**DIRECTION**
Copy out every line of the listing below word for word, changing nothing.

**RECORDS FOR THIS TASK**
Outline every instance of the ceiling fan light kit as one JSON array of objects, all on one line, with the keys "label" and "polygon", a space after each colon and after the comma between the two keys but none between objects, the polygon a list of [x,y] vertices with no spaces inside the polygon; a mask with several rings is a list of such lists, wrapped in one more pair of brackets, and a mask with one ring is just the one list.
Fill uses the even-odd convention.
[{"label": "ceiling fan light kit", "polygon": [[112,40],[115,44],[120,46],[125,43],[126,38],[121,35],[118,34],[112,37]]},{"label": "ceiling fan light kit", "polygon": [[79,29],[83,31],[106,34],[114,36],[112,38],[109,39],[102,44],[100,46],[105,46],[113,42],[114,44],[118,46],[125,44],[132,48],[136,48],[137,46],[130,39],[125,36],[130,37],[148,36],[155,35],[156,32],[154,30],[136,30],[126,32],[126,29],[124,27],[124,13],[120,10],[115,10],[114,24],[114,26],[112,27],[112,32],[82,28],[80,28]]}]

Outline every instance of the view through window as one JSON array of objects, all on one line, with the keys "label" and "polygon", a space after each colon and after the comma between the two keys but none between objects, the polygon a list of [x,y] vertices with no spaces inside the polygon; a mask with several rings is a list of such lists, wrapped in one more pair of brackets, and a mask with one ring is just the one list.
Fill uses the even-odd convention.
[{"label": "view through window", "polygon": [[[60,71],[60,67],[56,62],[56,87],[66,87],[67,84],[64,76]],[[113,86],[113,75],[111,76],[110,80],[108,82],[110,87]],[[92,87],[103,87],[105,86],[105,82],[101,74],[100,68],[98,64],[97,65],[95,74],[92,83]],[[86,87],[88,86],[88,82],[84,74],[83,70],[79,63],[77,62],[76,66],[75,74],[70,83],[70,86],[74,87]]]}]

**WRITTEN ANSWER**
Outline every instance of the ceiling fan light kit as one JSON array of objects, all on one line, with the keys "label" and "polygon", a space after each colon and after the comma between the two keys but none between objects, the polygon a list of [x,y] vertices with no spaces inside the polygon; a mask with several rings is a list of such lists, wrapped in one more pair of brackets, and a mask with one ring is just the one list.
Fill uses the even-odd convention.
[{"label": "ceiling fan light kit", "polygon": [[112,40],[115,44],[120,46],[125,43],[126,38],[121,35],[118,34],[112,37]]},{"label": "ceiling fan light kit", "polygon": [[79,29],[83,31],[106,34],[114,36],[112,38],[109,39],[102,44],[100,46],[105,46],[113,42],[114,44],[118,46],[125,44],[132,48],[136,48],[137,46],[130,39],[125,36],[130,37],[148,36],[155,35],[156,32],[154,30],[136,30],[126,32],[126,29],[124,27],[124,13],[120,10],[115,10],[114,24],[114,26],[112,27],[112,32],[82,28],[80,28]]}]

Outline every instance of the view through window as one JSON array of objects, all on one line, with the keys "label" and "polygon", a space after each colon and after the comma between the two keys but none between objects, the polygon a list of [x,y] vertices with no spaces inside the polygon; a mask with several rings is a list of such lists, wrapped in one more pair of brackets, and a mask with one ring is just the one list.
Fill uses the even-odd convention.
[{"label": "view through window", "polygon": [[[60,71],[60,67],[56,62],[56,87],[66,87],[67,84],[64,76]],[[113,86],[113,75],[111,76],[110,80],[108,82],[110,87]],[[92,87],[103,87],[105,86],[105,82],[101,74],[100,68],[98,64],[97,65],[95,74],[92,83]],[[86,87],[88,86],[88,82],[84,74],[83,70],[79,63],[77,62],[76,66],[75,74],[70,83],[70,86],[74,87]]]}]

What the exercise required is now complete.